YOUR TASK: Can you retype every record below exactly as written?

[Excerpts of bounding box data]
□ □ □
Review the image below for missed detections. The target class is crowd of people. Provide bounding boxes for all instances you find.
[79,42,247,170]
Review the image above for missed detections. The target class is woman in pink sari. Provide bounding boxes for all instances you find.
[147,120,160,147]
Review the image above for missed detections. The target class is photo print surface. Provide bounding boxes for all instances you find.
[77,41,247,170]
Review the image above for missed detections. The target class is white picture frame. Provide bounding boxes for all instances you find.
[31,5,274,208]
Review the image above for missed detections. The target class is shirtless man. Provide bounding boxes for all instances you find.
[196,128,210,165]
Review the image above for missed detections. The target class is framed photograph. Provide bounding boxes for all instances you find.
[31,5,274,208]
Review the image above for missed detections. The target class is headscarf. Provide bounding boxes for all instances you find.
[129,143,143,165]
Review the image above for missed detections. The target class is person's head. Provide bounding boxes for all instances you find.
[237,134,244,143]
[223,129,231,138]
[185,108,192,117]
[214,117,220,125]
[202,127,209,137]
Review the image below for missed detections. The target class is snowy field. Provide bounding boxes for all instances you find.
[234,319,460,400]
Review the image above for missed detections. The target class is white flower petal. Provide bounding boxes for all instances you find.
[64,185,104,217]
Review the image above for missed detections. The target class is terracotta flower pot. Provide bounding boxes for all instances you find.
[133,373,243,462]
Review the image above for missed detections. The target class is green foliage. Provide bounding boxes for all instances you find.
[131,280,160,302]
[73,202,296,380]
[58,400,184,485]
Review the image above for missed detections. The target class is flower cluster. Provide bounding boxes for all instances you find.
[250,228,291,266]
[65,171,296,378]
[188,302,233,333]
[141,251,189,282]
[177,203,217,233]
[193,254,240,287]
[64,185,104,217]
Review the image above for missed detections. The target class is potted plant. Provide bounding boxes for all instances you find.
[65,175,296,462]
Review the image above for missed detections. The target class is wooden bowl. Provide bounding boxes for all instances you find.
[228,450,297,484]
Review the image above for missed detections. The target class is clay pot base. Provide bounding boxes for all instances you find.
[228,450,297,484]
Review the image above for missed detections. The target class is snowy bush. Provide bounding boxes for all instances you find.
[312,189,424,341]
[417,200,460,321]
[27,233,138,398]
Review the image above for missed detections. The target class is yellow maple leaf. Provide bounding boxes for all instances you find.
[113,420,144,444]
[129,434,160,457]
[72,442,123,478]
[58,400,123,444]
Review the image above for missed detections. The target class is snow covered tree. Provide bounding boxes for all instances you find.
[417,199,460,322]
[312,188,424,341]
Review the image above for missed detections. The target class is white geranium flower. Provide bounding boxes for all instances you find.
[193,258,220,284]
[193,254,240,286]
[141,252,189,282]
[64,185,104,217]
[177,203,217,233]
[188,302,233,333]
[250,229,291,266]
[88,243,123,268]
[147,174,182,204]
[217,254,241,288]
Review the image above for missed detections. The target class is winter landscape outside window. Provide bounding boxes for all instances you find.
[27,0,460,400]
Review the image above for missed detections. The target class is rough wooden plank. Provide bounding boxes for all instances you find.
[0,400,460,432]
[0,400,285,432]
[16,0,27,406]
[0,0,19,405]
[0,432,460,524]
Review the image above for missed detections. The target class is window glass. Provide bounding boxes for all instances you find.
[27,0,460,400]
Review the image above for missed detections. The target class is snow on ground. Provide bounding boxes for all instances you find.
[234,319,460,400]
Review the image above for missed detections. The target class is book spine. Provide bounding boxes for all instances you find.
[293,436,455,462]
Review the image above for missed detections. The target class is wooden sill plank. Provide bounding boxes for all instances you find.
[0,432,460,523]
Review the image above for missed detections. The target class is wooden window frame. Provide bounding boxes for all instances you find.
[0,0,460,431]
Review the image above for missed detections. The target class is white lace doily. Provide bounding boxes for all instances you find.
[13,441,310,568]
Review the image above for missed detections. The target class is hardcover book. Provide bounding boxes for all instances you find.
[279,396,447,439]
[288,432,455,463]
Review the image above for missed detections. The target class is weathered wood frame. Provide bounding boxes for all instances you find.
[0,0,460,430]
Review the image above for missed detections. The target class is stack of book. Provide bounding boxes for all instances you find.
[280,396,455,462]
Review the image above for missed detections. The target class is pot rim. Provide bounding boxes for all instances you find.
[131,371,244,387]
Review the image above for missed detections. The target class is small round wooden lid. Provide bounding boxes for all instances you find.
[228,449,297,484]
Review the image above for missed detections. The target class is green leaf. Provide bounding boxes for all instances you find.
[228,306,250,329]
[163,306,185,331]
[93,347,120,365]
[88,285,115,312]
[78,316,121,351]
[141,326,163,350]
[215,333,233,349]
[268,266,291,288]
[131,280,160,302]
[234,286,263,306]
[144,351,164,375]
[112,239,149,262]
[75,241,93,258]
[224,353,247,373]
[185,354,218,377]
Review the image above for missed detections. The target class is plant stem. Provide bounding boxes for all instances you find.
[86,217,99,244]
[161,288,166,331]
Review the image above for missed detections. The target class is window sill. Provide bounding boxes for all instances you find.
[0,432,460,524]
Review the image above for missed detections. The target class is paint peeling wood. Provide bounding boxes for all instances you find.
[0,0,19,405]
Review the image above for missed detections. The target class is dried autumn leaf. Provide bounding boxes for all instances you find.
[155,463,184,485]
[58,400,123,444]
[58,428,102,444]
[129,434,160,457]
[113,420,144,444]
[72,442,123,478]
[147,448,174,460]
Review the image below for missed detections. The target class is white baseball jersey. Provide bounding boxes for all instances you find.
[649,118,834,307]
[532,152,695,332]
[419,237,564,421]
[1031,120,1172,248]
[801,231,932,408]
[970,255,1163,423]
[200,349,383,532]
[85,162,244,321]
□ □ □
RESULT OF THE TASK:
Review the image below for missed detections. The target class is crowd of people. Provide bounding boxes for all instances you find.
[79,42,247,170]
Review the image above for missed detections. The target class is woman in pink sari. Provide bounding boxes for all instances you find.
[147,120,160,147]
Review the image above for missed detections. The target class is photo print surface. Provide bounding boxes for all instances you find.
[77,41,247,170]
Review the image above for missed detections. The target class is white picture frame. Provide bounding boxes for all instances you find.
[31,5,274,208]
Review the image above for missed detections. The target class is shirtless man. Provide bounding boxes for all instances you find.
[196,128,210,165]
Review the image above for missed detections. The target class is framed photograph. Provide bounding boxes for all instances you find.
[31,5,274,208]
Review the image above for missed detections. The target class is headscarf. Provide bounding boxes for all instances you find.
[129,143,143,165]
Review the image above for missed detections. The target class is person's head. Provide bounding boxes for all instances you find.
[237,134,244,143]
[223,129,231,138]
[185,108,192,117]
[214,117,220,125]
[202,127,209,137]
Review the image below for missed detections. The target class is snowy field. Provide bounding boxes for all instances you find.
[234,319,460,400]
Review the image above for missed detections. The target class is white flower petal. Provide bounding boxes for all instances you find.
[64,185,104,217]
Review the image above for missed detections. The target class is terracotta flower pot. Provide bounding boxes for all instances you find.
[133,373,243,462]
Review the image above for missed detections. The target class is green foliage. Provide bounding boxes for all instances you find.
[131,280,160,302]
[73,202,296,380]
[58,400,184,485]
Review the image above for missed detections. The target class is flower cluster. Provide bounding boxes for all instances you find.
[250,228,291,266]
[65,171,296,378]
[188,302,233,333]
[141,251,189,282]
[177,203,217,233]
[193,254,240,287]
[64,185,104,217]
Review the image above for missed detections. The target class is potted plant. Provide bounding boxes for all instances you find.
[65,175,296,462]
Review the image above for missed detections. The target class is wooden bowl. Provide bounding boxes for all instances you find.
[228,450,297,484]
Review the image above for missed detections. The target class is clay pot base. Provide bounding boxes for all instances you find.
[228,450,297,484]
Review the image above for missed detections. The target class is snowy bush. Provide bounding boxes for all instances you find.
[312,189,424,341]
[417,200,460,321]
[27,233,138,398]
Review the image above for missed detections. The target class is yellow maple leaf. Provide bounding boxes for all instances you find.
[113,420,144,444]
[129,434,160,457]
[72,442,123,478]
[58,400,123,444]
Review the image above for missed detections. The target class is snow covered tree. Provide bounding boxes for all instances you find.
[417,199,460,322]
[312,188,424,341]
Review the image above for missed detections. The target class is white geranium flower. Provide bounding boxes for all instances you find.
[193,258,220,284]
[193,254,240,286]
[141,252,189,282]
[64,185,104,217]
[177,203,217,233]
[188,302,233,333]
[250,229,291,266]
[88,243,123,268]
[147,174,182,204]
[217,254,241,288]
Review the image above for missed detections. The target class is winter landscape outside window. Provide bounding boxes for all instances you find.
[27,0,460,400]
Review the image above for missed detections. The target class is rough wooden plank. Provide bounding boxes for all instances you find.
[0,400,460,432]
[0,400,285,432]
[16,0,27,406]
[0,0,19,405]
[0,432,460,524]
Review the image above for missed detections. The target class is window glass. Provide bounding boxes for all instances you find.
[27,0,460,400]
Review the image above for missed detections. The target class is snow on ground. Provide bounding boxes for all instances you find.
[234,319,460,400]
Review the image above for missed detections. The target class is book spine. Provide bounding boxes for all instances you find.
[293,436,455,462]
Review the image above for missed detections. The target class is wooden sill plank. Provide bounding boxes for all instances you find.
[0,432,460,523]
Review the image above for missed detections. The target class is wooden window frame. Provide bounding boxes for all instances you find.
[0,0,460,431]
Review the image above for missed detections. The target class is white lace doily. Provide bounding boxes for all instances you find.
[13,441,310,568]
Review the image above for missed detections. The target class is hardcover book. Provide bounding boxes for all instances you find.
[279,396,447,439]
[288,432,455,463]
Review the image above for missed detections. The target class is weathered wood frame. Provide bounding boxes for all instances you find.
[0,0,460,430]
Review the image above for missed detections. The target class is stack of book. Provide bounding boxes for all instances you find.
[280,396,455,462]
Review the image above for missed detections. The target class is pot rim. Provide bounding boxes for all instances you find.
[131,371,244,387]
Review the image above for missed detections. The target class is small round wooden lid. Provide bounding boxes for all instances you find.
[228,449,297,484]
Review the image above for missed detections. The target class is green leaf. Provide bounding boxes for all instances you find.
[228,306,250,329]
[163,306,185,331]
[93,347,120,365]
[88,285,115,312]
[78,316,121,351]
[141,326,163,350]
[215,333,233,349]
[268,266,291,288]
[131,280,160,302]
[234,286,263,306]
[144,351,164,375]
[112,239,149,262]
[75,241,93,258]
[224,353,247,373]
[185,354,218,377]
Review the image above for missed detections. The target class is plant stem. Provide bounding boxes for all instances you find.
[86,217,99,244]
[161,288,166,331]
Review the image above for missed detections. The target class is window sill. Provide bounding boxes for all instances you find.
[0,432,460,524]
Review the image above for missed detections. The target class is paint peeling wood. Provide bounding boxes for all instances you find.
[0,0,19,405]
Review the image above for missed detections. The target class is dried autumn leaf. Provide bounding boxes for all instances you find.
[155,463,184,485]
[58,400,123,444]
[58,428,102,444]
[129,434,160,457]
[113,420,144,444]
[72,442,123,478]
[147,448,174,460]
Review the image below for missed detections. The target class is white baseball jersey. Provide bounding boxes for all instances you find.
[649,118,834,307]
[532,152,695,332]
[419,237,564,421]
[1031,120,1172,248]
[801,231,932,408]
[970,255,1163,423]
[200,349,383,532]
[85,162,244,321]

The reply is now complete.